> _Exercise objective_: Your result should be the lines holding the word "form", copied from the entries below.
--- Provided data Enclosed Below ---
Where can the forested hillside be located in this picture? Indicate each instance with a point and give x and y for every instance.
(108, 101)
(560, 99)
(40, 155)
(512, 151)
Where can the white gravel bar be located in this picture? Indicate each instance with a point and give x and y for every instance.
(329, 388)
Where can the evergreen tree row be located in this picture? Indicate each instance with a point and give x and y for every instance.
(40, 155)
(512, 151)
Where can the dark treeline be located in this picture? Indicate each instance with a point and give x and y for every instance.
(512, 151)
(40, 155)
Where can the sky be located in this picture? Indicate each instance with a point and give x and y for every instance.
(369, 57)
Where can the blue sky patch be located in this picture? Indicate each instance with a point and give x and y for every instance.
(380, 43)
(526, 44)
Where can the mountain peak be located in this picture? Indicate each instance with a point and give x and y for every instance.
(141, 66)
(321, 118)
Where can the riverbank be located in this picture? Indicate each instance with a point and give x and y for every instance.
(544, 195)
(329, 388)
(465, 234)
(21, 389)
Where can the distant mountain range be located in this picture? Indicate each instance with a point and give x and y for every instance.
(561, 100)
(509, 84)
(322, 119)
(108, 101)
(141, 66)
--- End of Enclosed Provided data ---
--- Provided data Enclosed Below ---
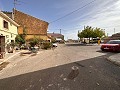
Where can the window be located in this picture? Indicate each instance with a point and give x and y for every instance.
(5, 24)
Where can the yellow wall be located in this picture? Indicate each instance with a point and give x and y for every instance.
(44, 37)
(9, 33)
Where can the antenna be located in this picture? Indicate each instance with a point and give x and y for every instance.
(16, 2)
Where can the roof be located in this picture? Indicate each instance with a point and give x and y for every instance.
--- End of Enclosed Provided data ---
--- Provided data Enclosed Below ---
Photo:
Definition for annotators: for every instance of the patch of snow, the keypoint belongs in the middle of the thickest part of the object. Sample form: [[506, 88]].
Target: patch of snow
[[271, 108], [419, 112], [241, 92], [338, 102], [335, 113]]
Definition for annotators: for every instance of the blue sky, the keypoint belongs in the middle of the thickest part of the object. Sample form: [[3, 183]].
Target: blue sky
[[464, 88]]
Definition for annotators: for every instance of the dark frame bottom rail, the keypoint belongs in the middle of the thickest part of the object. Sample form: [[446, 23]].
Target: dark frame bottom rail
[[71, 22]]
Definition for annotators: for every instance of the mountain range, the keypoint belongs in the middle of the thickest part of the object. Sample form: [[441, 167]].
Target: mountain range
--- End of Enclosed Provided data ---
> _Result_:
Definition for annotators: for every instance of the patch of snow, the keypoint belongs in the middle of the thickest part of the object. Sample form: [[506, 88]].
Definition for annotators: for every instance of the blue sky, the keypoint belongs in the middle of the thickest part of the object. Sample form: [[3, 183]].
Definition for annotators: for every instance of the dark frame bottom rail, the keypoint belongs in the middle of the thickest part of the object. Sample form: [[446, 23]].
Definition for annotators: for every instance of the mountain range, the keypoint belongs in the middle of the thickest part of the object. Sample form: [[441, 167]].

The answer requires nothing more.